───── Records provided ─────
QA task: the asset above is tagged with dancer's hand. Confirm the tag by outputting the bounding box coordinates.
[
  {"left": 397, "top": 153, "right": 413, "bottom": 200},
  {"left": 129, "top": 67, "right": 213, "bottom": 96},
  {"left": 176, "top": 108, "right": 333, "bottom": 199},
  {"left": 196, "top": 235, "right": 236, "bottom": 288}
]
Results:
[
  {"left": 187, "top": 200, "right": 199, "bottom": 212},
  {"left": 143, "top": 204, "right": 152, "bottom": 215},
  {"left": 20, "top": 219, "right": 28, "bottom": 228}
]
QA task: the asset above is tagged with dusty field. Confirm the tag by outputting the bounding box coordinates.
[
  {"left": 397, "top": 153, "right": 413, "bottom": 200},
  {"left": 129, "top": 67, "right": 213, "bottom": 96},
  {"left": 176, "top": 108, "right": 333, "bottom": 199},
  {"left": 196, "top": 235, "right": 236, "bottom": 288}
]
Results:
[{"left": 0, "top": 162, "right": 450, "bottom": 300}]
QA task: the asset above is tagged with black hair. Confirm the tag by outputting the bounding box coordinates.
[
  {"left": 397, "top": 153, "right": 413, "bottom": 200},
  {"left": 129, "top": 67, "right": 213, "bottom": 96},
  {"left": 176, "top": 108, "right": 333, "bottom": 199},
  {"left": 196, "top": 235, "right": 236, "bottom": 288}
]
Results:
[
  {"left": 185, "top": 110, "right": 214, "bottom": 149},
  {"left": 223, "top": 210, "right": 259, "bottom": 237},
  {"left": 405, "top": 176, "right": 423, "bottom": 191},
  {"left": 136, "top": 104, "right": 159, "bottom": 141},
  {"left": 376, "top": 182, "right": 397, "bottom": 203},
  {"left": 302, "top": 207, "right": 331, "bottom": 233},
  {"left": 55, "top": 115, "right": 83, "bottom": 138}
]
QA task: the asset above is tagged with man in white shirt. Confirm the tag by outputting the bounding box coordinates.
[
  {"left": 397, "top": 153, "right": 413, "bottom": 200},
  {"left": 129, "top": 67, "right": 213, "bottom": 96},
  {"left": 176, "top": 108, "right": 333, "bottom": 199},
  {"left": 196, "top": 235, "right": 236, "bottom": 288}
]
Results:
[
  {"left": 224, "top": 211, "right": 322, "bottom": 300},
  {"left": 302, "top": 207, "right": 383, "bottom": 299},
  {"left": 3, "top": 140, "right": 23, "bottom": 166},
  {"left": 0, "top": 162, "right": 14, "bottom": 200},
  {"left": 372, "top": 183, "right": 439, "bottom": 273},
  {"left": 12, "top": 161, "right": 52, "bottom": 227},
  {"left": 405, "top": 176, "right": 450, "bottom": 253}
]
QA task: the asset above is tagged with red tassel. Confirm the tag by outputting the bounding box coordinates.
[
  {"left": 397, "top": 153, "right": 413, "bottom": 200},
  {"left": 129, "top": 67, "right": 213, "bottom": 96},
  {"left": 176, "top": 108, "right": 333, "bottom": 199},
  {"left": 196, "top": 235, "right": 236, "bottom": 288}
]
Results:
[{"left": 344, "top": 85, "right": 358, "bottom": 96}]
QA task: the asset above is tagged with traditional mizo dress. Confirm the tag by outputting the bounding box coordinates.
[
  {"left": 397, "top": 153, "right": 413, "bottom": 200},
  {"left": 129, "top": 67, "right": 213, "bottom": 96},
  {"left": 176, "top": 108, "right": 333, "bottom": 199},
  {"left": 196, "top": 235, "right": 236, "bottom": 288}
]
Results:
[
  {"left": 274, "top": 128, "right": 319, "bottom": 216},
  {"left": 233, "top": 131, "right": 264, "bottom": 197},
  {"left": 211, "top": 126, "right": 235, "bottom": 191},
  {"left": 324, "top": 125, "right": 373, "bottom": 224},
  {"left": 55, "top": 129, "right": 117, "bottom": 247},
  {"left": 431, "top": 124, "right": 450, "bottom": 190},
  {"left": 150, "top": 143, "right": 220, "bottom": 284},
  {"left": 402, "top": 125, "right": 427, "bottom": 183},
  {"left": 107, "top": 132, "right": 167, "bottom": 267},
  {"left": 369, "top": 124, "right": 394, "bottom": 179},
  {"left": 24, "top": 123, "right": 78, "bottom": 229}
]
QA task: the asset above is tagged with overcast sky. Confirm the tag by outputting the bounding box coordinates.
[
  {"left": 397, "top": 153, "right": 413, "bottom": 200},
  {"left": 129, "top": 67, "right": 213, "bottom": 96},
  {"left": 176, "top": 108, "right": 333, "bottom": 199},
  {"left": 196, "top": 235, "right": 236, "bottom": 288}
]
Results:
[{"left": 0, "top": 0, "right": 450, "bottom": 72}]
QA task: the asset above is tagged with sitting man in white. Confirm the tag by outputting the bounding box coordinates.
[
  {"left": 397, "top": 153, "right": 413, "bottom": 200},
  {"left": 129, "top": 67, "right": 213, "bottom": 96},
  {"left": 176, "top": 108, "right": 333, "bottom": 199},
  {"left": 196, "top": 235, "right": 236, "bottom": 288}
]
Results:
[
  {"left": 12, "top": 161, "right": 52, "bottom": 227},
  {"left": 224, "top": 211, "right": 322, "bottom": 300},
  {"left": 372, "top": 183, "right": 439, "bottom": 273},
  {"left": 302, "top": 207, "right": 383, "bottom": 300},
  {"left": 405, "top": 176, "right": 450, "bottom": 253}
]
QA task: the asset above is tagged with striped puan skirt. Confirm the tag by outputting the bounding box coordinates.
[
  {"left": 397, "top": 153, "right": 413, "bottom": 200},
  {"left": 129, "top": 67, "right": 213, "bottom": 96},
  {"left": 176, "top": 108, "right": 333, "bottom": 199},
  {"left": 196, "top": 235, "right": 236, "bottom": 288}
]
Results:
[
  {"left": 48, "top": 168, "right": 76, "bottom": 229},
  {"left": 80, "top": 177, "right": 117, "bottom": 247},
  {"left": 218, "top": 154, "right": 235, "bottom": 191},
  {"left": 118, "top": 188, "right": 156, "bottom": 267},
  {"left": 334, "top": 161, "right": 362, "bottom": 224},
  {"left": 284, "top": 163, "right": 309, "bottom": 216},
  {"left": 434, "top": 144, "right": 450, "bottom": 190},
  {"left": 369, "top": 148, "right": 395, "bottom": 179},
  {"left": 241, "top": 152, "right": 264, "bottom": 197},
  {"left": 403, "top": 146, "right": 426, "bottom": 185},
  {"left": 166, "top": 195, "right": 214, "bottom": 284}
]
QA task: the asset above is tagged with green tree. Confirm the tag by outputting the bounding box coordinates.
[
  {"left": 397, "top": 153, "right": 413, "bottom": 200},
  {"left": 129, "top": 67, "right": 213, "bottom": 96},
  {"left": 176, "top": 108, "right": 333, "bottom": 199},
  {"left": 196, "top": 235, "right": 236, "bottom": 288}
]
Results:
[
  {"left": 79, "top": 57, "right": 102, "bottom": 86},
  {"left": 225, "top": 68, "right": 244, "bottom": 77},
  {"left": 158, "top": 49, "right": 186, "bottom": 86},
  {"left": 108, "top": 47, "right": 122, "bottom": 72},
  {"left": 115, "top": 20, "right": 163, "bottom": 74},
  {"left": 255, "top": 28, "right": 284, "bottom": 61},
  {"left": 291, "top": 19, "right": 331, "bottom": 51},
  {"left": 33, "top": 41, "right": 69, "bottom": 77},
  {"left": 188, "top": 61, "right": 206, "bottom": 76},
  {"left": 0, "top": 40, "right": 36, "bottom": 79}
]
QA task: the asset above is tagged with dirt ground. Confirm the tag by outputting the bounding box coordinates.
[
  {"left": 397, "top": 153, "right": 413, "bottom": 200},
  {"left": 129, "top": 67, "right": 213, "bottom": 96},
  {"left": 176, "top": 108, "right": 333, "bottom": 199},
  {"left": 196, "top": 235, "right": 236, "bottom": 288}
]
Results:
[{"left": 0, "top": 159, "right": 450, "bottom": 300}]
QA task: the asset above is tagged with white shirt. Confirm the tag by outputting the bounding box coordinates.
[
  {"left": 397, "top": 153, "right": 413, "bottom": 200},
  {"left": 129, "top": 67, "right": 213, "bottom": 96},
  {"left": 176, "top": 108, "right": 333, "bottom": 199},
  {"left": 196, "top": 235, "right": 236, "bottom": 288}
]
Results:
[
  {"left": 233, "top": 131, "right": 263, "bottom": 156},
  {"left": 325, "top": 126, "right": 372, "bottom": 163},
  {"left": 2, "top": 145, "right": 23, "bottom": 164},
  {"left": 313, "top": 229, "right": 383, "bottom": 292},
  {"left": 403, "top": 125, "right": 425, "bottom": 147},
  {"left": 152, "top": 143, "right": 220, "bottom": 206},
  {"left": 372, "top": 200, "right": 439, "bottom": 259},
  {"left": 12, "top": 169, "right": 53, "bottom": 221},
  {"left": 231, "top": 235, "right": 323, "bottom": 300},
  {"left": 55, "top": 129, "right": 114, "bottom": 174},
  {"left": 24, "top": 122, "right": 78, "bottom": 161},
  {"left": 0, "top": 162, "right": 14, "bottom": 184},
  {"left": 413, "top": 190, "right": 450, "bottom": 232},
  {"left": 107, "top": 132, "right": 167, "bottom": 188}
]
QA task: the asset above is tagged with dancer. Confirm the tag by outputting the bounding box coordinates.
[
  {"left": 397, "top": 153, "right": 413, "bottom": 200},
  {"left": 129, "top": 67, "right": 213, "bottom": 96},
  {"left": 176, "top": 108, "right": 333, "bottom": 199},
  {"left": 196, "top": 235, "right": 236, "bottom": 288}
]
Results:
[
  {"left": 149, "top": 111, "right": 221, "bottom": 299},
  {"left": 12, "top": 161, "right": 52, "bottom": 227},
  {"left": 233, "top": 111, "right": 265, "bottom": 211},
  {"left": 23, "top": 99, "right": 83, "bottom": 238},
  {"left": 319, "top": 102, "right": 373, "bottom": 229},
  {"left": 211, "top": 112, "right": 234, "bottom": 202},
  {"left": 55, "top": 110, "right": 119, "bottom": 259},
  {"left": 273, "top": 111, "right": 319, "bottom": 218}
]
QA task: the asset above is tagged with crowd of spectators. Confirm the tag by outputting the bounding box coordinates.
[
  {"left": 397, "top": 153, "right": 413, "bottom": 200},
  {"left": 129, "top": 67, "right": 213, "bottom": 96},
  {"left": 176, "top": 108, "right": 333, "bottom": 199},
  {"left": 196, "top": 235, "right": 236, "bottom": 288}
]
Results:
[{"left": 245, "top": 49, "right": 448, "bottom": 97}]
─────
### Job
Count the lines in the entries above that contain the word "shirt", treating uppercase and lowercase as different. Give only the number.

### Solution to this problem
2